Exercise task:
Copy everything from the start of the data down through the line containing "517 207 603 226", including that line, character for character.
─── Exercise input
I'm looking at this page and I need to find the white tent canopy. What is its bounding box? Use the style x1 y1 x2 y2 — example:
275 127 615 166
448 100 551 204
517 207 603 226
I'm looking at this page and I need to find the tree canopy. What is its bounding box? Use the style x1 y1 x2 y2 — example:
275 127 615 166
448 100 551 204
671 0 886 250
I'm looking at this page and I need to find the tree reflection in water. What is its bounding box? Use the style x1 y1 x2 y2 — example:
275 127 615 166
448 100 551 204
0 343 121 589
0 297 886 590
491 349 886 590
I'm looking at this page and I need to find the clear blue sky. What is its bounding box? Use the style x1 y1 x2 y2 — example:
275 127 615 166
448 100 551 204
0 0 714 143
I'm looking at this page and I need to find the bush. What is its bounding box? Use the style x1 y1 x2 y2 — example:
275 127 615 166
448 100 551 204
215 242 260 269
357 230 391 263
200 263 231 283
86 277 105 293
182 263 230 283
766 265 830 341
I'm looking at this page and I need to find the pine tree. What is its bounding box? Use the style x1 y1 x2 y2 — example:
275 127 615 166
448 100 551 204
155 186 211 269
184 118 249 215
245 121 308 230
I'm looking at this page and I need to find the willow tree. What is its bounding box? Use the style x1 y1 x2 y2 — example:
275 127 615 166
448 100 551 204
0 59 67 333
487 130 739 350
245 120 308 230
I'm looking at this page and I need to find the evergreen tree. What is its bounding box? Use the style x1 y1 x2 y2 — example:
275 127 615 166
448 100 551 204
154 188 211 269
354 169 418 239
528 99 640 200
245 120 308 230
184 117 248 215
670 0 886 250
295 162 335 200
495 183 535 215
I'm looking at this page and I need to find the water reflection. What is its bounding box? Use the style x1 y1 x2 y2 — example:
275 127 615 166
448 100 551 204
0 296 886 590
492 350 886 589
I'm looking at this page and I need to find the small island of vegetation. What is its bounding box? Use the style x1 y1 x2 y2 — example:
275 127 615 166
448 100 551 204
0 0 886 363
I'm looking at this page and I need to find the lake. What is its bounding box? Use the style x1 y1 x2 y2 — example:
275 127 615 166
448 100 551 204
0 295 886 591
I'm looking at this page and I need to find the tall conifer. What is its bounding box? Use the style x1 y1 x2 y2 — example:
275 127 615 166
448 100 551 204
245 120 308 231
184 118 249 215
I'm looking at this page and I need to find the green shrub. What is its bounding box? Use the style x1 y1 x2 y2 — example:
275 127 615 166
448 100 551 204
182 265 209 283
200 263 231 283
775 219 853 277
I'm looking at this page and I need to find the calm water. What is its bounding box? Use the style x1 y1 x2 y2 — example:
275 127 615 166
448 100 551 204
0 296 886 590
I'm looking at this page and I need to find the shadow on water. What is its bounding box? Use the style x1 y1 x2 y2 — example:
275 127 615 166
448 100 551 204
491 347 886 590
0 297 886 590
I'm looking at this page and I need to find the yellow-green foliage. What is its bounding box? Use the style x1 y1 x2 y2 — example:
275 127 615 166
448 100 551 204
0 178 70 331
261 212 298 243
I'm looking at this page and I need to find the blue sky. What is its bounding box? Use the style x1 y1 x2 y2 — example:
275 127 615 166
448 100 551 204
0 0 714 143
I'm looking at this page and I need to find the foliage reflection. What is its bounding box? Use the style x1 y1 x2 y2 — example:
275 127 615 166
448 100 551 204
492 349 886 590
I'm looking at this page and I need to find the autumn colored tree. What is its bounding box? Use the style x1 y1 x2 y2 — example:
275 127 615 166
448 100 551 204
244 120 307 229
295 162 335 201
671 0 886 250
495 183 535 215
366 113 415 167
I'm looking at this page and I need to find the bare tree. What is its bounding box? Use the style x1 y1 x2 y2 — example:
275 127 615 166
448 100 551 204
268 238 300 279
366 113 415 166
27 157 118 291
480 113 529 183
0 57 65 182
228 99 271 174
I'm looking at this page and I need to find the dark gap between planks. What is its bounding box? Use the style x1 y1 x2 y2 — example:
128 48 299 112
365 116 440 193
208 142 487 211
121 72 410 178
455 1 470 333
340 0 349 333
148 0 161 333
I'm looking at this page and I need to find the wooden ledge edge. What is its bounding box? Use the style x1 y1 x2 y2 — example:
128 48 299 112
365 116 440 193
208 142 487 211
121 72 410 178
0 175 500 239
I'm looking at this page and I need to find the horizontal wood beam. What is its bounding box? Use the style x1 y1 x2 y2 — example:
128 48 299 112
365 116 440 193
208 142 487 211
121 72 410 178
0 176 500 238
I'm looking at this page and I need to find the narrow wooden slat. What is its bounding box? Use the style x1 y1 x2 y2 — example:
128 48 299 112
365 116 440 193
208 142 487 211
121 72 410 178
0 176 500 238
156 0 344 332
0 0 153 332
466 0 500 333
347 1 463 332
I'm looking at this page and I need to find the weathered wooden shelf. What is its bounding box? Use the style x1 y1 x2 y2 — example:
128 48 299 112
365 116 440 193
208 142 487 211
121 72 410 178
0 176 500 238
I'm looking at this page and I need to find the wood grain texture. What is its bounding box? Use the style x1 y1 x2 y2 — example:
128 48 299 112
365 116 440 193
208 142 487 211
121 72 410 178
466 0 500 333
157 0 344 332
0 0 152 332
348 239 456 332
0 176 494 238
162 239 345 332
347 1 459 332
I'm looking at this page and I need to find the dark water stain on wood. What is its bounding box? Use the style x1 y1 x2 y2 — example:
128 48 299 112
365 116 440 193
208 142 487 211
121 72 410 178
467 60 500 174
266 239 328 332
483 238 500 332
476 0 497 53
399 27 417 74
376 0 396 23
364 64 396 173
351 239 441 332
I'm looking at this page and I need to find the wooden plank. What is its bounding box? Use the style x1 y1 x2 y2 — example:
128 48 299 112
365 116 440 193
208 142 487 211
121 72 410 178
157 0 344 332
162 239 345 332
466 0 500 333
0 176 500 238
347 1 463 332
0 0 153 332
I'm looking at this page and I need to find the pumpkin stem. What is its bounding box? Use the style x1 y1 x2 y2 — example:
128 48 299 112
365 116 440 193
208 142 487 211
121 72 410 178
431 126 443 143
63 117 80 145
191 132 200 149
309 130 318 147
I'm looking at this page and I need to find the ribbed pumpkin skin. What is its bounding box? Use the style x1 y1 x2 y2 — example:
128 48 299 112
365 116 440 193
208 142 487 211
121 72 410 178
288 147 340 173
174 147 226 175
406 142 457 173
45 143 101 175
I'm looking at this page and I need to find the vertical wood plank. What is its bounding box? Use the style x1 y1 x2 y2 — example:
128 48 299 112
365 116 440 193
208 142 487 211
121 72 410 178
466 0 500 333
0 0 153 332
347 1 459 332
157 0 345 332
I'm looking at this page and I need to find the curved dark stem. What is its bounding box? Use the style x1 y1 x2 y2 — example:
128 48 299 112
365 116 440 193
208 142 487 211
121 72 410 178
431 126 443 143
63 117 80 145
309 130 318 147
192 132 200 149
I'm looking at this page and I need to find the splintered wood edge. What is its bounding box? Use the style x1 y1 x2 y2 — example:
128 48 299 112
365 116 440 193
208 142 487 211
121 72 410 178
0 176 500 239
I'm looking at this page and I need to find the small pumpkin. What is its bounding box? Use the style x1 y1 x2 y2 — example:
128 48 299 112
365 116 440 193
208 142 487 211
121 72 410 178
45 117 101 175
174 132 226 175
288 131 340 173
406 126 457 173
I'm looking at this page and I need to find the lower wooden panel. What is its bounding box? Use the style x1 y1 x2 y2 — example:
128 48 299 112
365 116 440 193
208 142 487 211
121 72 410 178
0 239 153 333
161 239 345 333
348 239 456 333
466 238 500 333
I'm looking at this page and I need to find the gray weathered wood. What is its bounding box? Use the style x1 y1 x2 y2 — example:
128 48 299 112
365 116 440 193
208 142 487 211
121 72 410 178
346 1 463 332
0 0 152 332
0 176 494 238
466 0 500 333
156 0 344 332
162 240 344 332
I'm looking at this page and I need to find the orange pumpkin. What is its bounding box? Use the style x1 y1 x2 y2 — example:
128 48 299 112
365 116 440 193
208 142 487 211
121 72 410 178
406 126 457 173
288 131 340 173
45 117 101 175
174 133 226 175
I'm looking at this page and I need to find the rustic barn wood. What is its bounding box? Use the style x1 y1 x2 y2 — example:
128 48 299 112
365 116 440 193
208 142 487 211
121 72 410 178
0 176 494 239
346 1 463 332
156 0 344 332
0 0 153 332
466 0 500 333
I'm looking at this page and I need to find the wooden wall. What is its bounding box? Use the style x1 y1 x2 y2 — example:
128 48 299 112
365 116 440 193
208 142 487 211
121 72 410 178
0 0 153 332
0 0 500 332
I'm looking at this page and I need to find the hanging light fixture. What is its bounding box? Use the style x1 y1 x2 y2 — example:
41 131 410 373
──────
Response to the task:
I'm looking at this page and I need to find the white tent canopy. What is its bounding box? Use the style x1 y1 x2 y2 — example:
275 127 615 166
448 100 551 204
517 207 603 226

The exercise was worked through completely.